» **Problem to solve**: Please reproduce the footballer biography word for word from "Club career" to "for the team.".
==== Document text ====
Samir Louadj (born 9 December 1985 in Forbach) is a French professional footballer who plays as a midfielder for Luxembourg club CS Grevenmacher.

Club career
Louadj began his career in the junior ranks of his hometown team US Forbach. After playing briefly for FC Nantes and FC Metz, Louadj joined SV Eintracht Trier 05 in 2003. Louadj stayed at Eintracht Trier until 2006, making 16 appearances and scoring 1 goal in the Regionalliga Süd. In 2006, he returned to join US Forbach for one season, scoring 16 goals in 20 games. In 2007, Louadj signed with F91 Dudelange in the Luxembourg National Division. He remained at the club until the end of 2008.

International career
Louadj was called up to an Algerian under-20 training camp but never featured for the team.
==== Provided data ====
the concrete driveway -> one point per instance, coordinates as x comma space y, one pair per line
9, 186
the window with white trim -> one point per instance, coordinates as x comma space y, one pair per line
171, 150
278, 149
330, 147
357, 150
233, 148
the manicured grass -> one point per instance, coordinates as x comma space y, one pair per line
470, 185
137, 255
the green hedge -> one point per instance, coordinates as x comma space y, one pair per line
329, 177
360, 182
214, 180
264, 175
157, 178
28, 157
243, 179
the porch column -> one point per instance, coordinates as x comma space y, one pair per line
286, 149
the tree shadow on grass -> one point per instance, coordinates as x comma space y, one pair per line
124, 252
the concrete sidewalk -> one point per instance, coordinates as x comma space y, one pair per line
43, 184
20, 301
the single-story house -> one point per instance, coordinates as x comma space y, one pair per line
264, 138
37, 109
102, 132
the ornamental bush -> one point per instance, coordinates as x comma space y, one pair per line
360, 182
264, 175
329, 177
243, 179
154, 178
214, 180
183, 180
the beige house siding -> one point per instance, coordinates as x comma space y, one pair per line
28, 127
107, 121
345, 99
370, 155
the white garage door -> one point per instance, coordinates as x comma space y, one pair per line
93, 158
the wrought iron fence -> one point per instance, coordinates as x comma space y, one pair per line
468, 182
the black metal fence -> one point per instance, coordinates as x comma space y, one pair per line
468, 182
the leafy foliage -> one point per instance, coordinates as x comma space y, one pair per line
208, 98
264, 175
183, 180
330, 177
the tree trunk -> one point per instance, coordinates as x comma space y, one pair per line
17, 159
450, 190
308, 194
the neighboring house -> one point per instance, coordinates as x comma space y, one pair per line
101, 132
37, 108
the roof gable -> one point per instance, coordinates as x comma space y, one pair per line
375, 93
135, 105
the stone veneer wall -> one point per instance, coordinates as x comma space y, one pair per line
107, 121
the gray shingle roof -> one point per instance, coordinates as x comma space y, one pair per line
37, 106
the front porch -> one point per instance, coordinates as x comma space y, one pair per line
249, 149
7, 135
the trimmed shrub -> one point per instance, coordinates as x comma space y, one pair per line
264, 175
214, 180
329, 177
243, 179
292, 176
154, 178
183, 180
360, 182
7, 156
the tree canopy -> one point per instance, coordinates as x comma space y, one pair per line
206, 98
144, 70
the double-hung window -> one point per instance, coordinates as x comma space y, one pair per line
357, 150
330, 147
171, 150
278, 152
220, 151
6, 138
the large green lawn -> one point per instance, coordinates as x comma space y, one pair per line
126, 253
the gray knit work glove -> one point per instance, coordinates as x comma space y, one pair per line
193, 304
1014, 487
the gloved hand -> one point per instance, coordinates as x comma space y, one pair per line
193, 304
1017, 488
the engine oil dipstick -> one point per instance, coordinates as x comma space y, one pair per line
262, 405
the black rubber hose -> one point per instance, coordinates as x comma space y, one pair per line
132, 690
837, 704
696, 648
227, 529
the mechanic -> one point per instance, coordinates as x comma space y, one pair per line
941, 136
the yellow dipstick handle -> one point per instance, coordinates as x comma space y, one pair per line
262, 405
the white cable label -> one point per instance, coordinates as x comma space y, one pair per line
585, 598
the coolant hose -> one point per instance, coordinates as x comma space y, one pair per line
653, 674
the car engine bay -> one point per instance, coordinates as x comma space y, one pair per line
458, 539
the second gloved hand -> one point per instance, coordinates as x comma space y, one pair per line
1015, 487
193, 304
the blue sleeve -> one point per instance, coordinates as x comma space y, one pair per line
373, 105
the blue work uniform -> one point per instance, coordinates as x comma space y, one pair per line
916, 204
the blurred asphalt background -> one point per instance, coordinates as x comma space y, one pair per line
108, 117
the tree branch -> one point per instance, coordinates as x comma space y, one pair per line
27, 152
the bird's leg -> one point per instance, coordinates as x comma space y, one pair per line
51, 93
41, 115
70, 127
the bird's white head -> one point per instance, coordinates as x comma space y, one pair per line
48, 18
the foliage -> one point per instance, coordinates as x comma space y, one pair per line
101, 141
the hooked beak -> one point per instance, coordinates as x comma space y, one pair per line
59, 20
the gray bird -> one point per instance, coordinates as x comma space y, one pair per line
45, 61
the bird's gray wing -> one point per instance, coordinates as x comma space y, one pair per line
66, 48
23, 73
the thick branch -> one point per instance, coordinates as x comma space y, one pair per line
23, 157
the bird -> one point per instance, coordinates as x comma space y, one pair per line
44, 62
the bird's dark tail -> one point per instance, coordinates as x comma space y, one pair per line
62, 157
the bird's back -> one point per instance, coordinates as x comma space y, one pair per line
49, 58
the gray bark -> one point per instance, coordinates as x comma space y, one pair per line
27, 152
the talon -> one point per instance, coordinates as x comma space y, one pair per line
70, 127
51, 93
====
» **Task response**:
Club career
Louadj began his career in the junior ranks of his hometown team US Forbach. After playing briefly for FC Nantes and FC Metz, Louadj joined SV Eintracht Trier 05 in 2003. Louadj stayed at Eintracht Trier until 2006, making 16 appearances and scoring 1 goal in the Regionalliga Süd. In 2006, he returned to join US Forbach for one season, scoring 16 goals in 20 games. In 2007, Louadj signed with F91 Dudelange in the Luxembourg National Division. He remained at the club until the end of 2008.

International career
Louadj was called up to an Algerian under-20 training camp but never featured for the team.